» **Source passage**
+---+
Using a semantic cache can greatly improve query performance by 80% and reduce costs by limiting the number of API calls. This article will explore Azure Cosmos DB Semantic Cache and its significant impact on enhancing LLM retrieval performance with OpenAI. To demonstrate these benefits, we will integrate the Semantic Cache into an existing web application, developed as part of the article series LangChain RAG with React, FastAPI, Cosmos DB Vectors. This implementation will highlight the seamless integration of semantic caching mechanisms into real-world scenarios, providing valuable insights into optimizing data retrieval and processing.
Through the step-by-step approach, we will explore how the Semantic Cache can be seamlessly integrated into existing infrastructure, bolstering the application’s performance and responsiveness.
In this article
- Prerequisites
- Why Semantic Cache
- Download the Project
- Load Documents into Azure Cosmos DB Vector Store
- Implementing Azure Cosmos DB Semantic Cache
- React Web User Interface
Prerequisites
- If you don’t have an Azure subscription, create an Azure free account before you begin.
- Setup account for OpenAI API – Overview – OpenAI API
- Create an Azure Cosmos DB for MongoDB vCore by following this QuickStart.
- An IDE for Development, such as VS Code
- Python 3.11.4 installed on development environment.
Why Semantic Cache
Semantic caching speeds up the performance of Large Language Models (LLMs) by storing previously computed representations of text segments along with their semantic meanings. When the model encounters a similar text segment later on, it can retrieve its semantic representation from the cache instead of recomputing it. This approach effectively reduces the computational load and accelerates inference, particularly for tasks such as natural language understanding and generation. Semantic caching optimizes data retrieval, reduces expenses, and improves scalability for LLM-based applications.

Key features:
- Reduced API Costs
- Faster Response Times
- Scalability
By leveraging the semantic cache capabilities in Azure Cosmos DB, I was able to decrease the LLM retrieval time by 84% for the project highlighted in the article series ‘LangChain RAG with React, FastAPI, Cosmos DB Vectors‘, which will be the focus of our modifications and work in this article.
+---+
» **Task instructions**
Please set down a part of the semantic cache article word for word, beginning at the words "Through the step-by-step" and stopping after "on development environment.". The records that follow come from a different source than the semantic cache article.
+---+
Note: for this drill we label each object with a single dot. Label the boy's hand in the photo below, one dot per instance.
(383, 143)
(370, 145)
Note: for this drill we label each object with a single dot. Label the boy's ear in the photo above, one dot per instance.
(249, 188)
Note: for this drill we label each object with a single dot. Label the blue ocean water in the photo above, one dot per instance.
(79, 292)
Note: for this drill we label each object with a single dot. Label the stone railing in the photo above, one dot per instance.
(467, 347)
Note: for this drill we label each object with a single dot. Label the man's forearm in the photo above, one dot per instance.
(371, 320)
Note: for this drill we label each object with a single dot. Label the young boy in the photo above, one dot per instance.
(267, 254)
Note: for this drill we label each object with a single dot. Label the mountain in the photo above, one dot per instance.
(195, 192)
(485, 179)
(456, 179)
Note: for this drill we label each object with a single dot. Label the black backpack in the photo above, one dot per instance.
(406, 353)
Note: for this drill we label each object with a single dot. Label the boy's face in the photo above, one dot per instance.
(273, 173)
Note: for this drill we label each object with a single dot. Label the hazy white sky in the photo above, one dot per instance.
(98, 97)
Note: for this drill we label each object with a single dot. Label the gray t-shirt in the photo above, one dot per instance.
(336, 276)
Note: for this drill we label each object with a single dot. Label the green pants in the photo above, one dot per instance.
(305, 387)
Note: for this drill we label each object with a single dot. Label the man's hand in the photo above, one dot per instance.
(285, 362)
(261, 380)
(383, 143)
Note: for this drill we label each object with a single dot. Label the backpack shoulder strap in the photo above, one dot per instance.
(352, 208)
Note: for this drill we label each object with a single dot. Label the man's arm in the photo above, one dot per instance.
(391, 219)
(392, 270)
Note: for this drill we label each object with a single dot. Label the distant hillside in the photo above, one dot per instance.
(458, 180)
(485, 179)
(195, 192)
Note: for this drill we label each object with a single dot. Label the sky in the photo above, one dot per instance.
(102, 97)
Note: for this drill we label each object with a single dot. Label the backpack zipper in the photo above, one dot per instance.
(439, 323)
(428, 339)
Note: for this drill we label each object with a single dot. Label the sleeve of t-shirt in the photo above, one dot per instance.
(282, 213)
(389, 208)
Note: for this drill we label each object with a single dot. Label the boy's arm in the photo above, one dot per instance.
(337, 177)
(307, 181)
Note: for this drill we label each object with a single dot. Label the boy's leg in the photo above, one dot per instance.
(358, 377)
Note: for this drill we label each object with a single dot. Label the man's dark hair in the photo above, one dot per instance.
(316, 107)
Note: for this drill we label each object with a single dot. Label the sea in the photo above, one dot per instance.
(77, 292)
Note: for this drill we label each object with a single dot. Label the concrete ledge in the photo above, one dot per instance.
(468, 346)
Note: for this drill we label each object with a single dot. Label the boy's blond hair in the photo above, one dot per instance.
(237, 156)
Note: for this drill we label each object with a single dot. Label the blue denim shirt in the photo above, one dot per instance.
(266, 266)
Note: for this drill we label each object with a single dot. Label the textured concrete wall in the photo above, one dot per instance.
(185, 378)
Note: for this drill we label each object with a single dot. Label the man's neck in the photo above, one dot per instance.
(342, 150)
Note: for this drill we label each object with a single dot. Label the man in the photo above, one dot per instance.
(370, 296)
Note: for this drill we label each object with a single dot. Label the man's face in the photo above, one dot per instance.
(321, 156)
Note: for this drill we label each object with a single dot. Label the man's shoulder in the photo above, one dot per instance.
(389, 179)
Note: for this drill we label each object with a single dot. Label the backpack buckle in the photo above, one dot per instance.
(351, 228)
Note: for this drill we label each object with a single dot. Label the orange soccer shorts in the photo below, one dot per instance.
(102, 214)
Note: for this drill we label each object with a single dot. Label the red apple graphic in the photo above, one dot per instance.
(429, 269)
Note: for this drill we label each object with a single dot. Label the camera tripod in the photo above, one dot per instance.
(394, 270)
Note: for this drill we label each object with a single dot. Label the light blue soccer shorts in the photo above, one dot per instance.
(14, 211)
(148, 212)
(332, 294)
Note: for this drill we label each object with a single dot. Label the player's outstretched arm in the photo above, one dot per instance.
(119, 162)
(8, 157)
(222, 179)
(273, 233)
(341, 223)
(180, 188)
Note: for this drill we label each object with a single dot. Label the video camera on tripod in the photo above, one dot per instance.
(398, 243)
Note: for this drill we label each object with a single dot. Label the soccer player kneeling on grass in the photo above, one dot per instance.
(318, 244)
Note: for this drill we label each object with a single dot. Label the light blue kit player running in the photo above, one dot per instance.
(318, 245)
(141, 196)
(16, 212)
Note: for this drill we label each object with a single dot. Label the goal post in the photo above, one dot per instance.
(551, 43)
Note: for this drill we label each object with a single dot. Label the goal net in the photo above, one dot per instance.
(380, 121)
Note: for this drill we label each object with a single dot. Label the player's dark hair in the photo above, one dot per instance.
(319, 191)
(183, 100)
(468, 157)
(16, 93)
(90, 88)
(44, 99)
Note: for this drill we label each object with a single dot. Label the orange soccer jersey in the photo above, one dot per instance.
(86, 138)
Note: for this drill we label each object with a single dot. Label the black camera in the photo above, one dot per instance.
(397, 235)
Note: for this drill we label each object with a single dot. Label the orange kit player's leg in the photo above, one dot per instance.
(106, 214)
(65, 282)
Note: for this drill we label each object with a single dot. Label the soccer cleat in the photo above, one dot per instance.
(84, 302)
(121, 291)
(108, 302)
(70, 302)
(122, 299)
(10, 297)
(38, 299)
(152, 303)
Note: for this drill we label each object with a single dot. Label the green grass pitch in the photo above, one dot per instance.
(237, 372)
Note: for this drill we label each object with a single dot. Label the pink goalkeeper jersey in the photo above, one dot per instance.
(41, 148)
+---+
» **Result**
Through the step-by-step approach, we will explore how the Semantic Cache can be seamlessly integrated into existing infrastructure, bolstering the application’s performance and responsiveness.
In this article
- Prerequisites
- Why Semantic Cache
- Download the Project
- Load Documents into Azure Cosmos DB Vector Store
- Implementing Azure Cosmos DB Semantic Cache
- React Web User Interface
Prerequisites
- If you don’t have an Azure subscription, create an Azure free account before you begin.
- Setup account for OpenAI API – Overview – OpenAI API
- Create an Azure Cosmos DB for MongoDB vCore by following this QuickStart.
- An IDE for Development, such as VS Code
- Python 3.11.4 installed on development environment.